Do this:
Repeat the records word for word from their very beginning through the line that has "point(488, 341)", and include that line. Leave the pictures out.

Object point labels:
————

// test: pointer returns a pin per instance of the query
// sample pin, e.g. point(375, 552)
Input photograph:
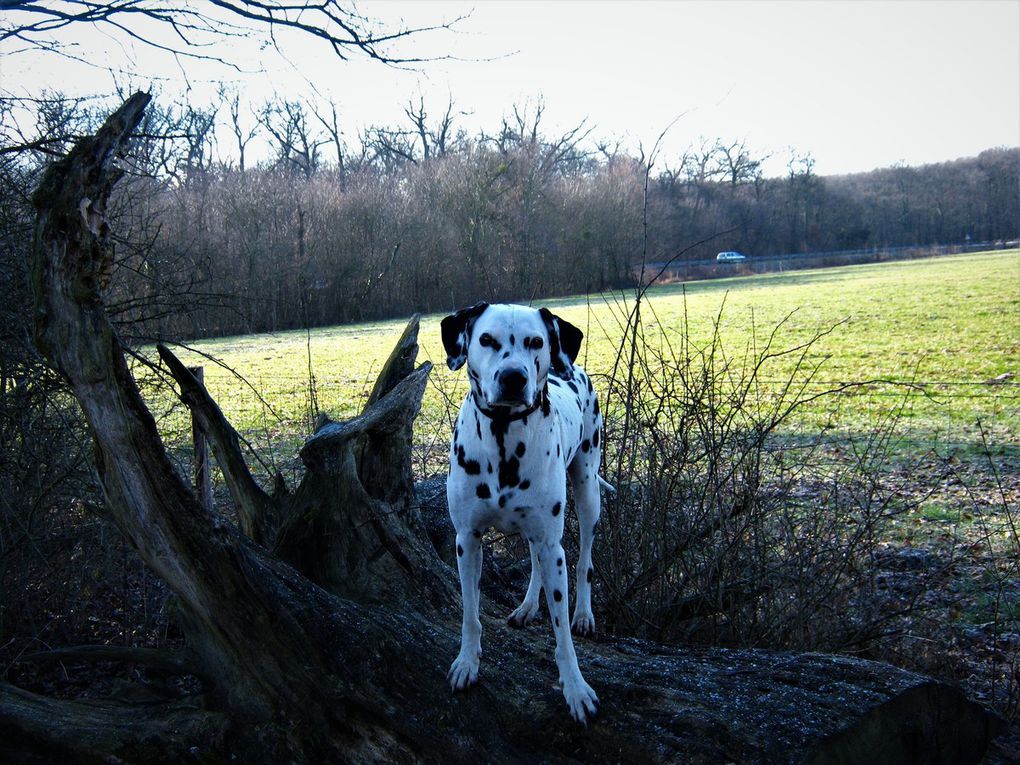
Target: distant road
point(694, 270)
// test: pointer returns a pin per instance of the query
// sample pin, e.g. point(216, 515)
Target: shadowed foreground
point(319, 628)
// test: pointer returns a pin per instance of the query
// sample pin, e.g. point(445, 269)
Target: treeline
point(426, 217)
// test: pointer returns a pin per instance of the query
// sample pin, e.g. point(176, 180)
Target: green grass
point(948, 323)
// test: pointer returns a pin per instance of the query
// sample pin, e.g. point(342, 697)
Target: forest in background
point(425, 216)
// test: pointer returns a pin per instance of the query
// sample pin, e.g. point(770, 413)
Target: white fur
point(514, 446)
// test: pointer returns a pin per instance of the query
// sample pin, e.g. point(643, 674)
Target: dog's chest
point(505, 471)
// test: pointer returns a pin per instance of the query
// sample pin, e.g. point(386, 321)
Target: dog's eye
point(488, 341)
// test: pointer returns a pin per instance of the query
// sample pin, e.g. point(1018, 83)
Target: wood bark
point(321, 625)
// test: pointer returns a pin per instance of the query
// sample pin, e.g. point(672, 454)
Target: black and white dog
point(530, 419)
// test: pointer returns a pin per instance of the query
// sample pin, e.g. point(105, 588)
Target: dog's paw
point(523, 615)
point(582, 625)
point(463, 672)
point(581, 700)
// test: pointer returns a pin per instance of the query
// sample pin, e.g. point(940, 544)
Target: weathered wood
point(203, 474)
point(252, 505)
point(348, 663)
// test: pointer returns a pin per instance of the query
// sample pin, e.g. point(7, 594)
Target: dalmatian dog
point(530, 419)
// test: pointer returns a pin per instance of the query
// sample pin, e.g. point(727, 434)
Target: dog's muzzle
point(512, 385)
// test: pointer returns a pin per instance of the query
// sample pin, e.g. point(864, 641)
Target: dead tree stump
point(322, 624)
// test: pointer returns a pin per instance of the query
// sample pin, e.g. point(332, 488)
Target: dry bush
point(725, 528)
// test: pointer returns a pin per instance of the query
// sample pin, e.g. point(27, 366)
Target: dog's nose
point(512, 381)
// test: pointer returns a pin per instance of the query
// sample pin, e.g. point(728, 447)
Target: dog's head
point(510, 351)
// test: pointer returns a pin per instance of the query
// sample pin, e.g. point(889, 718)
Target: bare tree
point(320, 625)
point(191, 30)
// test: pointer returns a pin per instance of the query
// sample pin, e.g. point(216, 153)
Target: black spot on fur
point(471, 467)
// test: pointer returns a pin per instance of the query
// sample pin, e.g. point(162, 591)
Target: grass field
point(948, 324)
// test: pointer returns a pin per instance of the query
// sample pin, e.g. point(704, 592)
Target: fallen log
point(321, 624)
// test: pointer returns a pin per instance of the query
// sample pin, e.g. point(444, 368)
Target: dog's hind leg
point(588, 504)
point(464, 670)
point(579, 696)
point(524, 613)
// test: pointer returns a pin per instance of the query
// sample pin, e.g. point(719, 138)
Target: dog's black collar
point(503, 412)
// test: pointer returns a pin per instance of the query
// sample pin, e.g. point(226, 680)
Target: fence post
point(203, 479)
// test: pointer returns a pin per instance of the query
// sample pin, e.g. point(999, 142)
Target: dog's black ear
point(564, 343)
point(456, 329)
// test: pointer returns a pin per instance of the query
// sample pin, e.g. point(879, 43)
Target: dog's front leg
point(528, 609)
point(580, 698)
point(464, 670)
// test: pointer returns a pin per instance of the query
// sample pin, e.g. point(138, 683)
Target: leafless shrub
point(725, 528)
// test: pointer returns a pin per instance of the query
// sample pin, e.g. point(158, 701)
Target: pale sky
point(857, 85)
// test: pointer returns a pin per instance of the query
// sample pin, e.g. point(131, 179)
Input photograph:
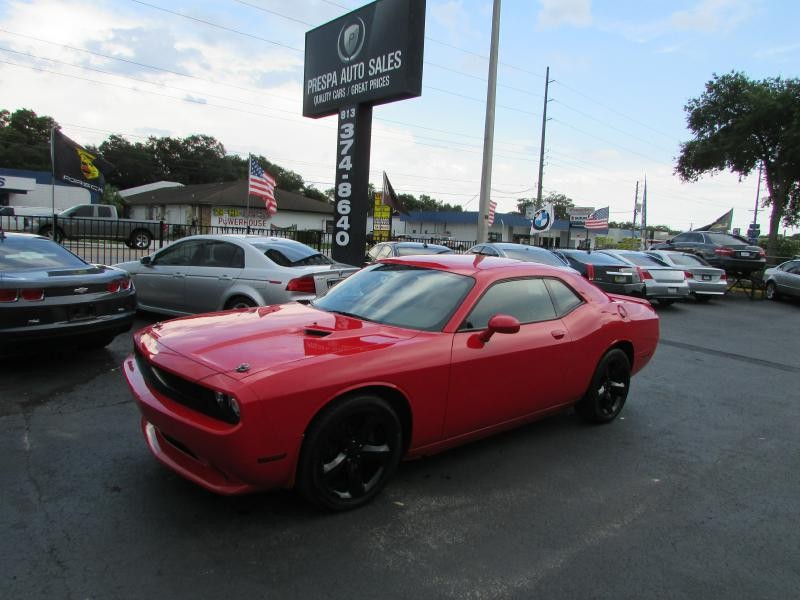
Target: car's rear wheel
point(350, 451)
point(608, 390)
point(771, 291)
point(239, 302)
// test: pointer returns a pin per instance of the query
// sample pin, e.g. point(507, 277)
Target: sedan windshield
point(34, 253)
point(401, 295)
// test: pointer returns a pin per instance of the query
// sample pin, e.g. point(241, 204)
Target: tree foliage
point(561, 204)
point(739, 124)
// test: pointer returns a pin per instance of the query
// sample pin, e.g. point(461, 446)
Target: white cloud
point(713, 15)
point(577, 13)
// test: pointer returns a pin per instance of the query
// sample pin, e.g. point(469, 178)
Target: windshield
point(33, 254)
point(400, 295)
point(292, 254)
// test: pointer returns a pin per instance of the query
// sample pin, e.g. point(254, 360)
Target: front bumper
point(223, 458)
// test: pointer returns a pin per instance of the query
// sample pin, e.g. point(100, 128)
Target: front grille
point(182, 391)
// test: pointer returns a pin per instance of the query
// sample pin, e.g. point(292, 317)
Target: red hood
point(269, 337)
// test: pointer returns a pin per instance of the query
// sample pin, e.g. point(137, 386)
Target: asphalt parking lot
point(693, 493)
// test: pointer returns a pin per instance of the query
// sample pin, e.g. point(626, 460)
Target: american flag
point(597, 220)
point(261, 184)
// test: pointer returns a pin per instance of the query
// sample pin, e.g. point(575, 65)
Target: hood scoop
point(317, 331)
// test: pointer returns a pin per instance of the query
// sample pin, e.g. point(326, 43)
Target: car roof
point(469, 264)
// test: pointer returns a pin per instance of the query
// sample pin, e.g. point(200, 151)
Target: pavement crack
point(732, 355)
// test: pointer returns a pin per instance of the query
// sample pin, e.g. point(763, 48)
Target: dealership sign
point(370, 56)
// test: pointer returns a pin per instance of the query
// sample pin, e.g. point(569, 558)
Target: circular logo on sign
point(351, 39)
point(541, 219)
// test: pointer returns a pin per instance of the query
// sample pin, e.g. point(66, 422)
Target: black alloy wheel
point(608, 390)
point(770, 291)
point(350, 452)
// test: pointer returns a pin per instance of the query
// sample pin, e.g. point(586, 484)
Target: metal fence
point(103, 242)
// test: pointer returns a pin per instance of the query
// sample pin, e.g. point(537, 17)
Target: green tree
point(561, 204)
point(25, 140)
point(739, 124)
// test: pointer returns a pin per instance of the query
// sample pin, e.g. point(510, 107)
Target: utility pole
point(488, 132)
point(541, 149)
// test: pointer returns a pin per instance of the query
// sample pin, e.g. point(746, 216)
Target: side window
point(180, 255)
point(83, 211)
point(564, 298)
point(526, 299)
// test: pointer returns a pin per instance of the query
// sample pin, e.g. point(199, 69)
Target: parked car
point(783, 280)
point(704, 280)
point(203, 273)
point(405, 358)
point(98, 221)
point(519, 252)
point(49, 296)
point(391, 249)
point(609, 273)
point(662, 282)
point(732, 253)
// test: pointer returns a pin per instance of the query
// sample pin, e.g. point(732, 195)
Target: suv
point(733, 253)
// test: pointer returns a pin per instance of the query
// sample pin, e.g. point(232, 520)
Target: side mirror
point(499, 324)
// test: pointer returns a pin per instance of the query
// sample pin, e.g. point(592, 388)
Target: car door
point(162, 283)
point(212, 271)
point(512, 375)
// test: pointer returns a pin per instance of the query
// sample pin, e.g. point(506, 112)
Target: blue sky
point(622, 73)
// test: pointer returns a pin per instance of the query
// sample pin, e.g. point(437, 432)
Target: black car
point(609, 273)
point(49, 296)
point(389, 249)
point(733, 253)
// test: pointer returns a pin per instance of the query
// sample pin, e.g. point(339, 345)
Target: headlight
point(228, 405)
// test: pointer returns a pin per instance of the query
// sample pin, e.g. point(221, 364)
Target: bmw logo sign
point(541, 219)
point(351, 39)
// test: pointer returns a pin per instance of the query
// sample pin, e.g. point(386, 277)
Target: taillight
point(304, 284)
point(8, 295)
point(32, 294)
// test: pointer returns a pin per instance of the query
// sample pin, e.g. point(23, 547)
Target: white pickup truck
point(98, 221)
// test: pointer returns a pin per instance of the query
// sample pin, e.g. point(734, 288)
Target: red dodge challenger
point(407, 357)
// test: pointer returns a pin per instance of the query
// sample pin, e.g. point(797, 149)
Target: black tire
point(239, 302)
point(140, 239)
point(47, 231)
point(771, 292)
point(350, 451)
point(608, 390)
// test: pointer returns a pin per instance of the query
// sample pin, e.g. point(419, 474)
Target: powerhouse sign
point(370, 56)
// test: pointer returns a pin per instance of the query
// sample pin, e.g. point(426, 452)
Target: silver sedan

————

Output:
// test: pointer returns a pin per instance of the query
// sample pin, e.g. point(375, 552)
Input photograph:
Target: distant road
point(694, 270)
// test: pointer returns a pin per instance of the query
// sample pin, e.g. point(216, 515)
Target: shadowed foreground
point(319, 628)
// test: pointer returns a pin per instance of the query
// sample pin, e.g. point(445, 269)
Target: treeline
point(426, 217)
// test: pointer returns a pin per instance of the query
// sample pin, e.g. point(176, 180)
Target: green grass
point(948, 323)
// test: pointer returns a pin per instance of the query
// sample pin, e.g. point(342, 697)
Target: forest in background
point(425, 216)
// test: pointer returns a pin per instance of the query
// sample pin, e.g. point(770, 413)
Target: white fur
point(514, 446)
// test: pointer returns a pin per instance of the query
// sample pin, e.g. point(643, 674)
Target: dog's chest
point(505, 471)
// test: pointer returns a pin per instance of the query
// sample pin, e.g. point(386, 321)
Target: dog's eye
point(488, 341)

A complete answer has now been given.